[Entries for pointing and labeling]
=====
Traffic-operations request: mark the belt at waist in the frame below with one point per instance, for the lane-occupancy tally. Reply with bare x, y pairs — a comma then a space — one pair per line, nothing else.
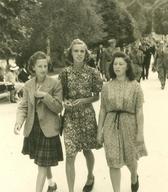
117, 116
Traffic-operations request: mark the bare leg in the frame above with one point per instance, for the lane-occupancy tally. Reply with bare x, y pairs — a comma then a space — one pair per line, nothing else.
49, 173
90, 165
70, 172
42, 173
115, 175
133, 170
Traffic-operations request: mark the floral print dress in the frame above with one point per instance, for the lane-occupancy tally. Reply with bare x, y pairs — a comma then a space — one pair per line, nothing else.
121, 101
80, 126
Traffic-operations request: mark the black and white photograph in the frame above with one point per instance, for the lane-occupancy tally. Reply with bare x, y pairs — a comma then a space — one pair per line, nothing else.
84, 95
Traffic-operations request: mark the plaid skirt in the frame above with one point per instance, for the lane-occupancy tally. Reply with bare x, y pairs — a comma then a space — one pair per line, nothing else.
45, 151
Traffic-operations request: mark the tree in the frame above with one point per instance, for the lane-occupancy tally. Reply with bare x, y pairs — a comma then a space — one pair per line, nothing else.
12, 32
57, 23
119, 23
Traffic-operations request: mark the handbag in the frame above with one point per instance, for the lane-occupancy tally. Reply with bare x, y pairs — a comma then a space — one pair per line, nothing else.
62, 118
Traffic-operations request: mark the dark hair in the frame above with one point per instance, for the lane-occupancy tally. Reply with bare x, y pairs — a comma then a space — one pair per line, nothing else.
129, 72
33, 59
69, 51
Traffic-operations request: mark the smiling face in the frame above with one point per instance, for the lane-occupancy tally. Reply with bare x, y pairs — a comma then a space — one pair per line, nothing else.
120, 67
78, 53
41, 68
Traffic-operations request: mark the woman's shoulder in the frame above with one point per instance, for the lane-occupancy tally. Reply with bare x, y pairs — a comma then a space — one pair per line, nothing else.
30, 82
135, 85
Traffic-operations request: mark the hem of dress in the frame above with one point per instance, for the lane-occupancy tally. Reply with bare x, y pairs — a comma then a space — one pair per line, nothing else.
55, 163
126, 163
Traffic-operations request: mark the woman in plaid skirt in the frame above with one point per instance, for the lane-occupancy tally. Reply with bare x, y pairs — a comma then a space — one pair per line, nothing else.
81, 87
39, 108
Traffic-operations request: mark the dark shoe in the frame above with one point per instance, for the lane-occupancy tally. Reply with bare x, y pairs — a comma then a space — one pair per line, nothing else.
135, 187
88, 188
162, 87
52, 188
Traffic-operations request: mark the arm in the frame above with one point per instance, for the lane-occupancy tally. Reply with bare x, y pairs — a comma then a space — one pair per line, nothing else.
139, 115
21, 111
54, 101
102, 116
140, 121
87, 100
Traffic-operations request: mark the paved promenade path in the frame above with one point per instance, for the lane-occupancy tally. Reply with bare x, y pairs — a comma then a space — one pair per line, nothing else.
18, 172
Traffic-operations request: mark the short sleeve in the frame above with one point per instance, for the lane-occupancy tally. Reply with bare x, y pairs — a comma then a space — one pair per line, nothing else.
139, 96
97, 82
63, 78
103, 98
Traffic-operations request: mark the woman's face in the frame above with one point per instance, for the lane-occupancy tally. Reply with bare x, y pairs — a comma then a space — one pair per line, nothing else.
120, 67
78, 53
41, 68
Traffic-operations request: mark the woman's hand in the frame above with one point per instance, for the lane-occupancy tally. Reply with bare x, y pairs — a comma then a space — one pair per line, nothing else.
100, 139
140, 138
68, 104
40, 94
78, 102
17, 128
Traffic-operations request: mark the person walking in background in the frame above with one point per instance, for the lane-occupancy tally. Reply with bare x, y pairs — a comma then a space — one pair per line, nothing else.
108, 53
100, 60
136, 56
39, 107
120, 124
81, 87
161, 63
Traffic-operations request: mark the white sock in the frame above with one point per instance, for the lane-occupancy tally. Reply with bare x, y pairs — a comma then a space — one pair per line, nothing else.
50, 182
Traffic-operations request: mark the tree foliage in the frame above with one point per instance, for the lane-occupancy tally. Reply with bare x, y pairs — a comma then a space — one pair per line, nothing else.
119, 23
12, 32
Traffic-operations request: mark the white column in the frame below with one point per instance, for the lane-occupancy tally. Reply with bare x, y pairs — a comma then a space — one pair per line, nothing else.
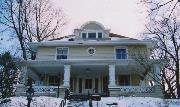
157, 72
112, 81
66, 75
23, 78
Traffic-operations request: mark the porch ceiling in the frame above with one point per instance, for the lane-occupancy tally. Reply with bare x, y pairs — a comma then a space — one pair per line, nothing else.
84, 69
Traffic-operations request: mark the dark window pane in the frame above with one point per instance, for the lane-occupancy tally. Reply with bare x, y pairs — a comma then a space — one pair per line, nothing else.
62, 53
121, 54
124, 80
88, 84
83, 35
99, 35
91, 35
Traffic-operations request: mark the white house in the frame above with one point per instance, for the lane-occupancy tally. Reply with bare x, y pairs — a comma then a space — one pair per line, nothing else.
93, 60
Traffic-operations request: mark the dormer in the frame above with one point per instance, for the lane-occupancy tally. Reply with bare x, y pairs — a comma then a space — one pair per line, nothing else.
92, 30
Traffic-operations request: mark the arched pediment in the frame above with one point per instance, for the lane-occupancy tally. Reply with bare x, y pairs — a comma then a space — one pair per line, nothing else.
92, 25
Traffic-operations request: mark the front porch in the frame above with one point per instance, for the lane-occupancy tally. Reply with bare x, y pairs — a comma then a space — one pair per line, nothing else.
105, 79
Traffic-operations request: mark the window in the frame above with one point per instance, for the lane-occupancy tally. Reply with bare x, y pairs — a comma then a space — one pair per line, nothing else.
83, 35
88, 84
91, 51
124, 80
62, 53
53, 80
121, 54
99, 35
92, 35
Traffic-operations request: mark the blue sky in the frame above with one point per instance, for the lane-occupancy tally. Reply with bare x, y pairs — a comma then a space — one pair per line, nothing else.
125, 17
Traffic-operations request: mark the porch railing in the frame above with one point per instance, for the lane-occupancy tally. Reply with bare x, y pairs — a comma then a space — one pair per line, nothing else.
44, 88
137, 89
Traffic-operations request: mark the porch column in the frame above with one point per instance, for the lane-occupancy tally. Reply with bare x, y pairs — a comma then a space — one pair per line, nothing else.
112, 81
157, 71
66, 75
23, 75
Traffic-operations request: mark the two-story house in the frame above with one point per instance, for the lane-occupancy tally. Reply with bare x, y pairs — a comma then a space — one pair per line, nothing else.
93, 60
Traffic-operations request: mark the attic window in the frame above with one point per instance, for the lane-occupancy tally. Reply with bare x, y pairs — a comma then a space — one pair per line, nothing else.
83, 35
99, 35
91, 35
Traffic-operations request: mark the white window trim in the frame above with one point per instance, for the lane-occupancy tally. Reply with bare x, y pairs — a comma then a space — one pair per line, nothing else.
91, 48
57, 54
130, 80
121, 47
93, 31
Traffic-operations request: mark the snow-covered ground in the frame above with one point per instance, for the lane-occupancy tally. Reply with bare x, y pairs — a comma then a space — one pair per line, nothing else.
121, 101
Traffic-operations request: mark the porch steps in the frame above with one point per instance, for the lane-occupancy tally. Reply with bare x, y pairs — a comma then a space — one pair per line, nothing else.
77, 104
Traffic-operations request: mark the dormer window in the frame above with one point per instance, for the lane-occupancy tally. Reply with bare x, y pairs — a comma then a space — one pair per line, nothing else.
84, 35
99, 35
92, 35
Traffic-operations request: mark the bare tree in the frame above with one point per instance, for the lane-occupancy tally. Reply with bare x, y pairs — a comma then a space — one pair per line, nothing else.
13, 20
44, 22
146, 61
158, 7
166, 33
31, 20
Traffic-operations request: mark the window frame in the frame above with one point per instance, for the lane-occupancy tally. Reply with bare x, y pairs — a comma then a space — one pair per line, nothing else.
89, 49
123, 84
121, 47
82, 35
59, 54
89, 84
87, 34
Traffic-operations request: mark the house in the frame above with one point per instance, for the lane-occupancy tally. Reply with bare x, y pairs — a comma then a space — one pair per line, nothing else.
93, 60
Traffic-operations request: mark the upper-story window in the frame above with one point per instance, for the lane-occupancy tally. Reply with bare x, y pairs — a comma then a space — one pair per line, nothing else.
99, 35
121, 53
92, 35
62, 53
83, 35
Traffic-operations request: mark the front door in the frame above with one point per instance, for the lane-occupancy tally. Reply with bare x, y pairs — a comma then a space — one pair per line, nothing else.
88, 85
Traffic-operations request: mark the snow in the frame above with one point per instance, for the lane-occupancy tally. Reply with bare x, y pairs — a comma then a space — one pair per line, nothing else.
121, 101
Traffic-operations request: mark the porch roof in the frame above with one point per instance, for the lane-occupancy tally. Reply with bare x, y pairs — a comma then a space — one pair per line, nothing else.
78, 62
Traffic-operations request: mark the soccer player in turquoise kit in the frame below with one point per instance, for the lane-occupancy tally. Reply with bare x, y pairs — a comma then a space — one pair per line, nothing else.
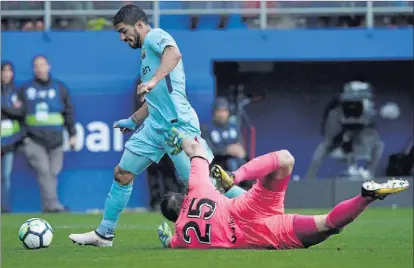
=====
> [WRITTEN REQUEST]: How many of the lines above contain the string "white"? Matches are case-sensitive; give only the number.

> [CORRECT RESULT]: 5